• REQUIRED WORK:
Render the listing from the line with "Inline example — detecting large" through the line with "96;54;102;65" as a numbered list, counting both of those lines and skipping blank lines. Omit the pictures.

[Saved entries]
----------
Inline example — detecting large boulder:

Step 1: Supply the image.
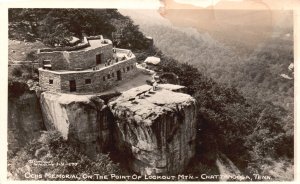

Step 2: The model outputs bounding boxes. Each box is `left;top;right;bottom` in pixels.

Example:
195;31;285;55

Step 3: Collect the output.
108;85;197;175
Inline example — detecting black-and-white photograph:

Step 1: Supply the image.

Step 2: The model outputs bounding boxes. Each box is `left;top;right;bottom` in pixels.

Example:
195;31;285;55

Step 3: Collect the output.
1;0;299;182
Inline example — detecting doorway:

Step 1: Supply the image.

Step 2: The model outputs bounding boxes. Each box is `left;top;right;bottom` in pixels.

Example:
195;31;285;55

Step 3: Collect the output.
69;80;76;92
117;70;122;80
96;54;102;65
----------
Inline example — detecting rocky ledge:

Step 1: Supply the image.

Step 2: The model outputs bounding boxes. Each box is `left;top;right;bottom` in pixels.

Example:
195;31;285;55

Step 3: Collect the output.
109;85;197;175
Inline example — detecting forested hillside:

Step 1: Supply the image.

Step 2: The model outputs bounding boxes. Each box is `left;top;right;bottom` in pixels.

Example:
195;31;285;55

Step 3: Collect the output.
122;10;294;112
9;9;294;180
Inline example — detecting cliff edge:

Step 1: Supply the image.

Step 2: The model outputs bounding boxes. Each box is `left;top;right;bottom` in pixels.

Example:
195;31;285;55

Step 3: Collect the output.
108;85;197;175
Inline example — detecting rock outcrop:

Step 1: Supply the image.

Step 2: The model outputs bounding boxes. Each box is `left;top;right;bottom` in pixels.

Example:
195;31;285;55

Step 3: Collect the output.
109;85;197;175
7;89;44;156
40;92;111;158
----------
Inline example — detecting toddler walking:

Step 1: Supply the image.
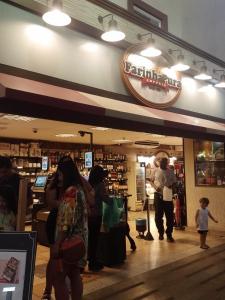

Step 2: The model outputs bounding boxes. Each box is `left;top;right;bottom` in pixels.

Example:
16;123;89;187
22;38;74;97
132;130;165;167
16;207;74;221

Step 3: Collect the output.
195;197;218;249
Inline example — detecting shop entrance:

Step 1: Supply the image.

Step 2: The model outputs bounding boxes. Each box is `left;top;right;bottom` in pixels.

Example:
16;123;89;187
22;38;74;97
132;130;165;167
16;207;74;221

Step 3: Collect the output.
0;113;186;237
----------
• WORKED SOLUTION:
1. Inline example — detecting large boulder:
2. Step 1: Supply the image.
3. Step 2: The model outputs bounding boxes. Each box is `left;top;right;bottom` in pixels.
4. Example:
5. 195;31;285;55
6. Step 3: Collect the output.
7. 108;85;197;175
8. Inline example — detecting black-and-white photograph:
9. Step 1: Supply the image.
10. Step 2: The model outputs bounding boxes. Each box is `left;top;right;bottom` in pixels.
11. Example:
12. 195;31;285;55
13. Step 3: Collect the output.
14. 1;0;299;182
15. Inline example — detecting doorway:
16. Step 1: Supply the image.
17. Step 2: The model outputs bounding boxes. Each box is `left;top;right;bottom` in pixels.
18. Example:
19. 195;31;285;55
20. Step 3: Collect the output.
21. 69;80;76;92
22. 117;70;122;80
23. 96;54;102;65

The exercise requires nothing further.